Given passage.
----
If you are interested in machine learning or are planning to explore it, the course will make you see artificial learning in an entirely new way. You will know how to formulate optimal hypotheses for a learning task. And you will be able to analyze learning techniques such as clustering or neural networks as just ways of compressing information.

  • If you are interested in reasoning , you will understand that reasoning by analogy, reasoning by induction, explaining, proving, etc. are all alike; they all amount to providing more compact descriptions of situations.
  • If you are interested in mathematics , you will be amazed at the fact that crucial notions such as probability and randomness can be redefined in terms of algorithmic information. You will also understand that there are theoretical limits to what artificial intelligence can do.
  • If you are interested in human intelligence , you will find some intriguing results in this course. Thanks to algorithmic information, notions such as unexpectedness, interest and, to a certain extent, aesthetics, can be formally defined and computed, and this may change your views on what artificial intelligence can achieve in the future.

Half a century ago, three mathematicians made the same discovery independently. They understood that the concept of information belonged to computer science; that computer science could say what information means. Algorithmic Information Theory was born.
Algorithmic Information is what is left when all redundancy has been removed. This makes sense, as redundant content cannot add any useful information. Removing redundancy to extract meaningful information is something computer scientists are good at doing.
Algorithmic information is a great conceptual tool. It describes what artificial intelligence actually does , and what it should do to make optimal choices. It also says what artificial intelligence can’t do. Algorithmic information is an essential component in the theoretical foundations of AI.
----
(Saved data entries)
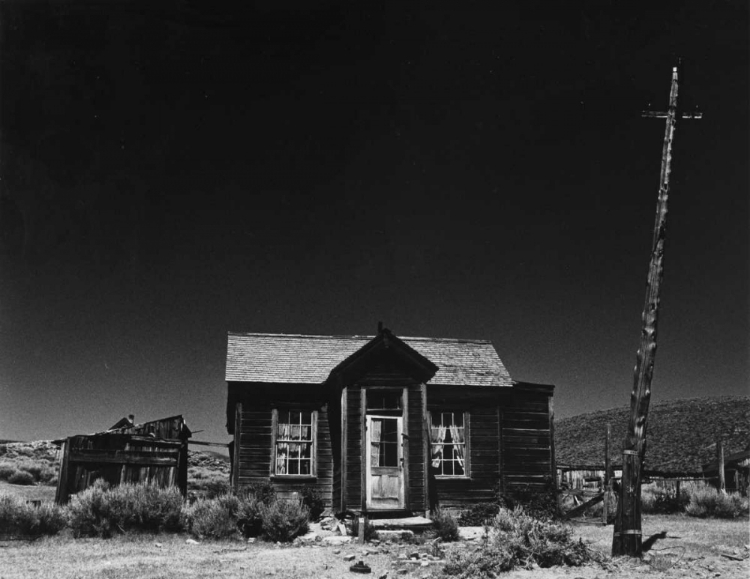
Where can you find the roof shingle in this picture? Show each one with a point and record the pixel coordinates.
(300, 359)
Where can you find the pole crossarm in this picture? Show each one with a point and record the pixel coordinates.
(697, 115)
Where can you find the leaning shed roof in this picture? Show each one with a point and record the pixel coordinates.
(681, 435)
(299, 359)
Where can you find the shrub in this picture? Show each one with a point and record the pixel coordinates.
(708, 502)
(6, 469)
(663, 501)
(19, 518)
(313, 500)
(214, 518)
(540, 503)
(479, 514)
(100, 511)
(284, 520)
(446, 526)
(371, 533)
(21, 477)
(34, 468)
(520, 540)
(263, 492)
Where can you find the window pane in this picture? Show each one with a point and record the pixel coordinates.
(448, 443)
(294, 442)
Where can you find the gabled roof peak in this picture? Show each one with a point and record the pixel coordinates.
(309, 359)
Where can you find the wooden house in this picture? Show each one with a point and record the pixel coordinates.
(154, 452)
(384, 423)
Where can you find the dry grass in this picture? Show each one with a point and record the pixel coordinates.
(30, 493)
(699, 537)
(142, 557)
(694, 554)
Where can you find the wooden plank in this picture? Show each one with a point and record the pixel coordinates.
(580, 508)
(123, 459)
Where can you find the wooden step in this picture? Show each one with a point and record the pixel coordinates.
(410, 523)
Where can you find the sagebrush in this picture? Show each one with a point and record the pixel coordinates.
(102, 512)
(708, 502)
(284, 520)
(19, 518)
(518, 539)
(446, 527)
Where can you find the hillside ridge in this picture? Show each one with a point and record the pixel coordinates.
(681, 434)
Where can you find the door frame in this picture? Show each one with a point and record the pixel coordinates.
(401, 461)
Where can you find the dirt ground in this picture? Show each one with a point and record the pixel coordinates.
(693, 548)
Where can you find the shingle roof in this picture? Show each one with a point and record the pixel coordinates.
(300, 359)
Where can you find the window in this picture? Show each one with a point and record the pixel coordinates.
(448, 443)
(294, 443)
(384, 402)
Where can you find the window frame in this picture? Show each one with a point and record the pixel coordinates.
(467, 442)
(313, 451)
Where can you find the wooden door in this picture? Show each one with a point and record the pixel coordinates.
(385, 464)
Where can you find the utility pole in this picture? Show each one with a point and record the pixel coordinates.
(627, 533)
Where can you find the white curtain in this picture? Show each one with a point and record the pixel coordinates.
(437, 437)
(375, 430)
(459, 448)
(282, 450)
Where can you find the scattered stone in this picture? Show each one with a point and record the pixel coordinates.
(336, 540)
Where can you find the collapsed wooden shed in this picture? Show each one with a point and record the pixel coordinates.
(154, 452)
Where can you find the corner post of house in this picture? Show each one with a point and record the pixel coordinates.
(553, 462)
(363, 426)
(426, 450)
(344, 446)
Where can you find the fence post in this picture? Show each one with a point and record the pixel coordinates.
(720, 457)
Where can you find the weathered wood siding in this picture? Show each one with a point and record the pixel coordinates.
(481, 404)
(414, 457)
(353, 449)
(253, 432)
(526, 439)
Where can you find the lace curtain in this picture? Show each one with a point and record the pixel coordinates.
(437, 437)
(375, 430)
(459, 448)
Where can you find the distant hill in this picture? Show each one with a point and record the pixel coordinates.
(681, 435)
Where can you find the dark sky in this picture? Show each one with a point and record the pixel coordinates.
(170, 171)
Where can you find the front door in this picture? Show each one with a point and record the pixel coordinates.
(385, 462)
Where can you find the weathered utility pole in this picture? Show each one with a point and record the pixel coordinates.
(627, 533)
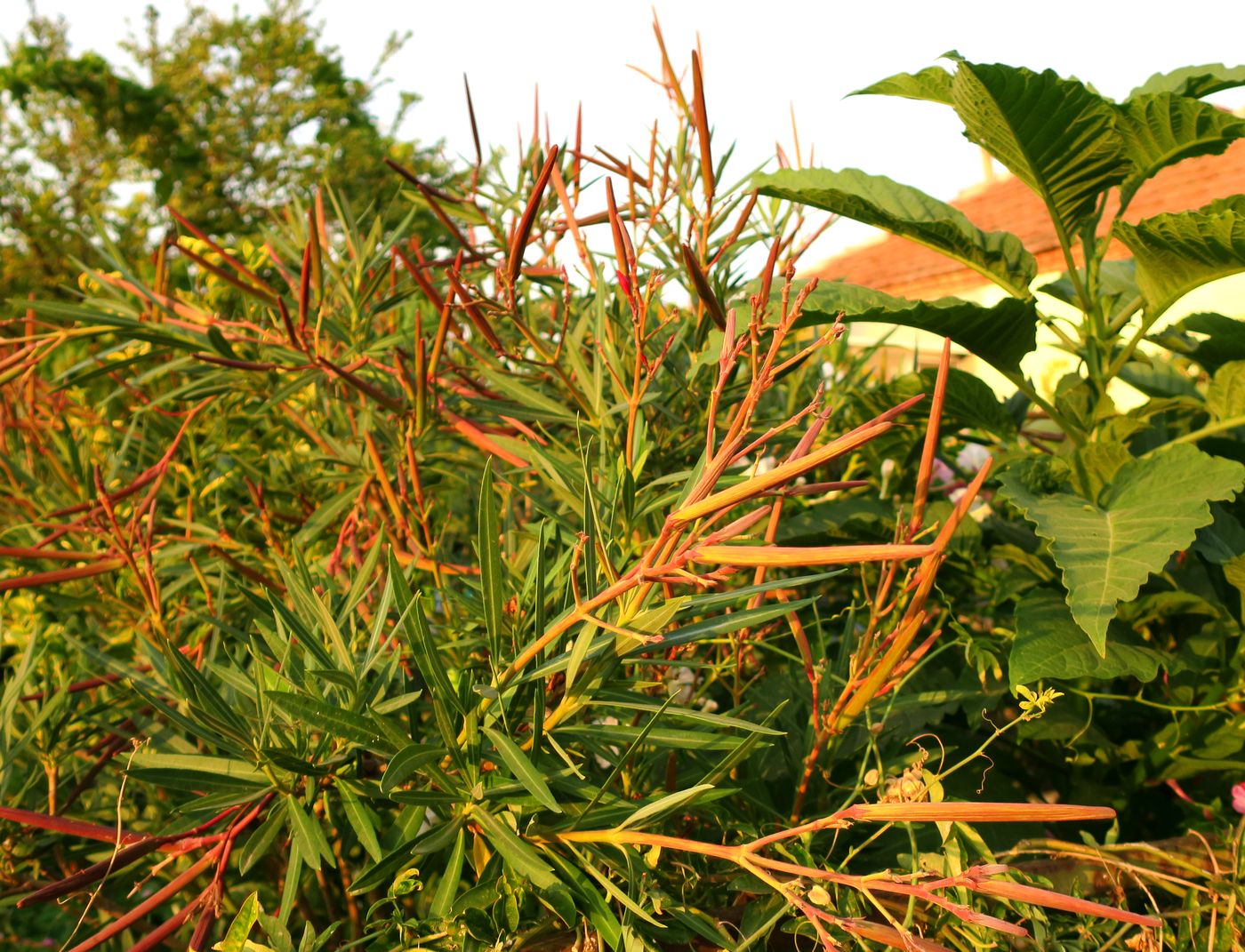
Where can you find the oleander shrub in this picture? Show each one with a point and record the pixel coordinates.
(373, 588)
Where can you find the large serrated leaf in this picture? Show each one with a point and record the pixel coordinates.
(933, 84)
(1052, 133)
(1182, 251)
(1161, 130)
(909, 213)
(1107, 548)
(1051, 644)
(1001, 335)
(1193, 81)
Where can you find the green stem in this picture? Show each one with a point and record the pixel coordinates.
(1043, 404)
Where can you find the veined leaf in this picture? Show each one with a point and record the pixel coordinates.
(1052, 133)
(523, 769)
(1000, 335)
(1225, 397)
(1195, 81)
(1183, 251)
(1224, 342)
(1161, 130)
(1107, 548)
(348, 725)
(931, 84)
(1051, 644)
(909, 213)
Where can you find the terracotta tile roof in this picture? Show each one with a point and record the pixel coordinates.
(903, 268)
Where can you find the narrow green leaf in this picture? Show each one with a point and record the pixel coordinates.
(357, 814)
(346, 725)
(523, 769)
(447, 887)
(242, 924)
(261, 842)
(492, 580)
(518, 855)
(423, 650)
(406, 762)
(313, 844)
(663, 805)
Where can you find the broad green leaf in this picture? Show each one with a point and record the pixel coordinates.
(1158, 379)
(1182, 251)
(491, 578)
(1161, 130)
(360, 730)
(1224, 340)
(1001, 335)
(1108, 547)
(523, 769)
(931, 84)
(1195, 81)
(518, 855)
(1052, 133)
(1051, 644)
(357, 814)
(909, 213)
(1225, 397)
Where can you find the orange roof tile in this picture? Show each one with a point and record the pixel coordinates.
(906, 269)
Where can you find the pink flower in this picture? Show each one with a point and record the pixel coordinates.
(1239, 798)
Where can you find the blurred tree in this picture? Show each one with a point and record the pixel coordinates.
(233, 117)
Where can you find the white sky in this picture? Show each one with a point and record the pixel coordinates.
(759, 58)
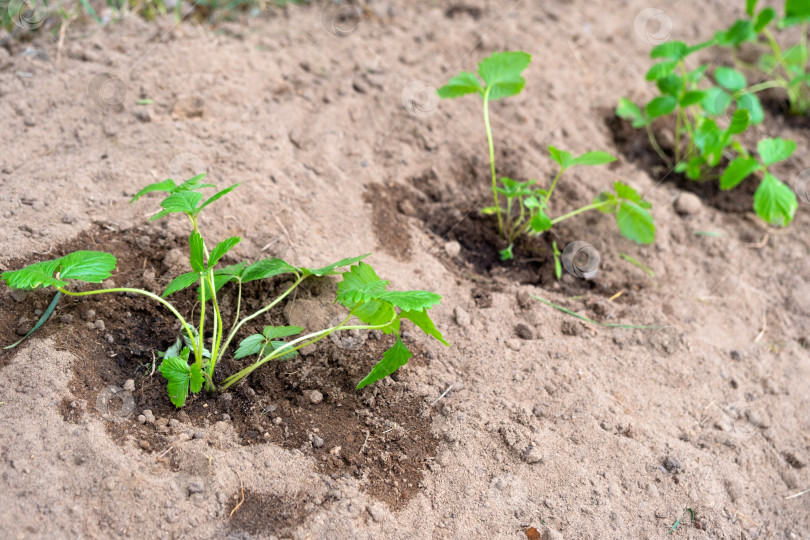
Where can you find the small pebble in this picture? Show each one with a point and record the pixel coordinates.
(407, 208)
(462, 317)
(24, 328)
(18, 295)
(672, 464)
(688, 204)
(523, 331)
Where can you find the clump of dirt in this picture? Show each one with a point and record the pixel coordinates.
(380, 435)
(455, 217)
(635, 146)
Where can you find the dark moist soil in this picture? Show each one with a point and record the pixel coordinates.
(635, 146)
(455, 217)
(380, 434)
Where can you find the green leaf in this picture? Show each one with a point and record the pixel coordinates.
(249, 346)
(89, 266)
(764, 18)
(462, 84)
(177, 372)
(716, 101)
(797, 8)
(217, 196)
(221, 249)
(635, 222)
(774, 201)
(775, 150)
(360, 284)
(393, 359)
(424, 322)
(266, 268)
(739, 122)
(540, 222)
(193, 184)
(630, 111)
(196, 257)
(671, 84)
(375, 312)
(181, 282)
(673, 50)
(741, 31)
(661, 106)
(562, 157)
(502, 73)
(182, 201)
(166, 185)
(411, 300)
(329, 269)
(738, 170)
(273, 332)
(592, 158)
(286, 356)
(730, 78)
(610, 198)
(506, 253)
(661, 70)
(629, 193)
(691, 97)
(196, 378)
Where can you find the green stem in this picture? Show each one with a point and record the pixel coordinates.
(779, 83)
(492, 161)
(288, 348)
(554, 184)
(218, 324)
(138, 291)
(656, 147)
(263, 310)
(592, 206)
(198, 352)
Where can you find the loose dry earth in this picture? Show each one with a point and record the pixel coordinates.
(545, 422)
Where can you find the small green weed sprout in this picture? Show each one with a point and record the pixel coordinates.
(526, 203)
(712, 112)
(188, 364)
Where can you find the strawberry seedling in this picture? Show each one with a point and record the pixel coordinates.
(710, 115)
(526, 203)
(782, 67)
(188, 364)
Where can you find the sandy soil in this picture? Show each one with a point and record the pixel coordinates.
(576, 430)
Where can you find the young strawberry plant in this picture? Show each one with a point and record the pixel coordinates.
(710, 114)
(781, 67)
(526, 203)
(189, 364)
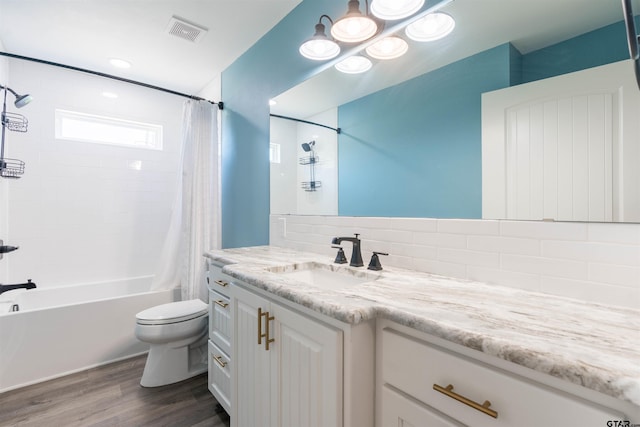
----
The task.
Render this sentence from the passage on algorithmic information in Spanish: "Algorithmic Information is what is left when all redundancy has been removed."

Full answer.
La información algorítmica es lo que queda cuando se ha eliminado toda la redundancia.